** PROBLEM **
How many lines in the entries below contain the string "black"? Case counts, and reply with the number alone.

** SUPPLIED MATERIAL **
********

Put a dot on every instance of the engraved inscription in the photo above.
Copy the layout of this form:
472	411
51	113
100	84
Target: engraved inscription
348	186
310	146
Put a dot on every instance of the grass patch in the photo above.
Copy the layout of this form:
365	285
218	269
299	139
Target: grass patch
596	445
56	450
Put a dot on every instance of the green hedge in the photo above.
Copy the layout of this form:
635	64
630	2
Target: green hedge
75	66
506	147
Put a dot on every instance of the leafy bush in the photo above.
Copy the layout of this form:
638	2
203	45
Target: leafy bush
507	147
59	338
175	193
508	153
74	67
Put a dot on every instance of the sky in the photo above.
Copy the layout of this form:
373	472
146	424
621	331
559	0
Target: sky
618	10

********

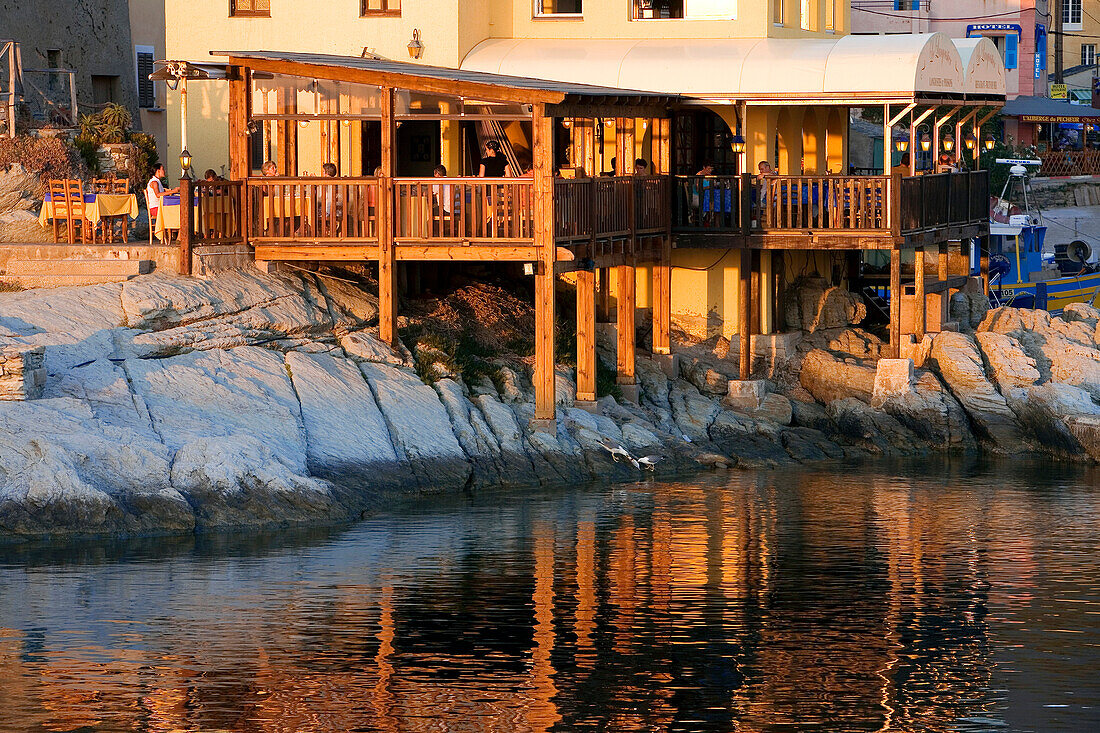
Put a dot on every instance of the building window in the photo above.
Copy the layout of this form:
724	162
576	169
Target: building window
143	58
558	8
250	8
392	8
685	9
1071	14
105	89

********

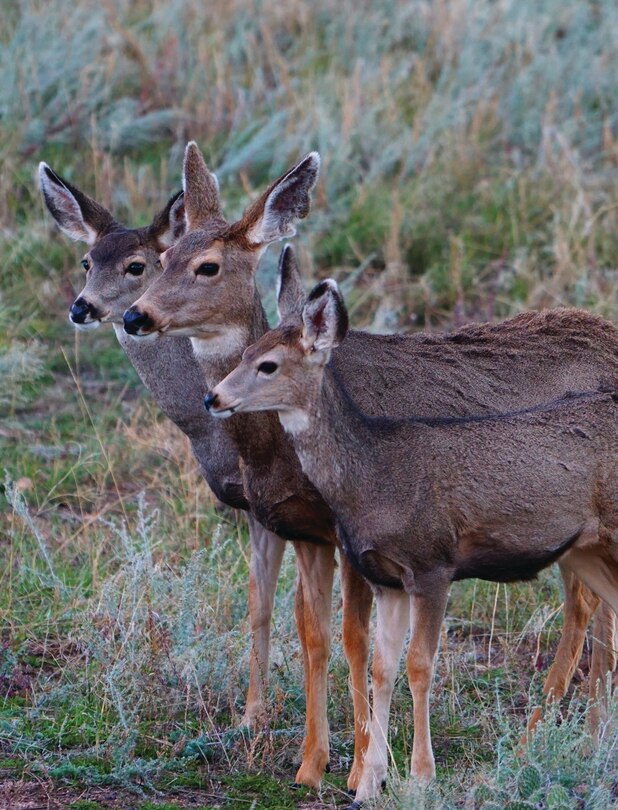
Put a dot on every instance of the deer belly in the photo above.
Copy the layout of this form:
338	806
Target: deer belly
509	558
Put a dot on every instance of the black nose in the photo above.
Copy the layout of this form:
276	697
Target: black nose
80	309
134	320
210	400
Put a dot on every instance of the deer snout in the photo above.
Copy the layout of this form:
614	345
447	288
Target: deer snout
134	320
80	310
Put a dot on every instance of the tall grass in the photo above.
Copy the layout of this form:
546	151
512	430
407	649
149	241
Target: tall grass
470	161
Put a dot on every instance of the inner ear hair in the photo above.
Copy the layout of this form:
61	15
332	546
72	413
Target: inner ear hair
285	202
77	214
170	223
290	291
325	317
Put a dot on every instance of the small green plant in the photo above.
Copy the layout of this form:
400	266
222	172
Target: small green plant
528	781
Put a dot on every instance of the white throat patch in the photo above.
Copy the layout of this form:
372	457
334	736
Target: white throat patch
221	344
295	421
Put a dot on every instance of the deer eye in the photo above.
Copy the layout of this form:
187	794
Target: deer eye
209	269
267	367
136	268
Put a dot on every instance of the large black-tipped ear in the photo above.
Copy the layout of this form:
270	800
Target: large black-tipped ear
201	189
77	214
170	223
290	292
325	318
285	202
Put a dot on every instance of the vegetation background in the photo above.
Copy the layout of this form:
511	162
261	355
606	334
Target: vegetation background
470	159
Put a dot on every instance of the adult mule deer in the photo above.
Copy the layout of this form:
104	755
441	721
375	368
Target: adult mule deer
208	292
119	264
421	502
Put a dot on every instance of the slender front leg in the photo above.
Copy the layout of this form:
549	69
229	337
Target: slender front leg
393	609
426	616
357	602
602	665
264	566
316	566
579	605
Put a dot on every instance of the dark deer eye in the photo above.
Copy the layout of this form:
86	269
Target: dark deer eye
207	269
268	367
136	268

********

** SOLUTION TO THIS EXERCISE **
4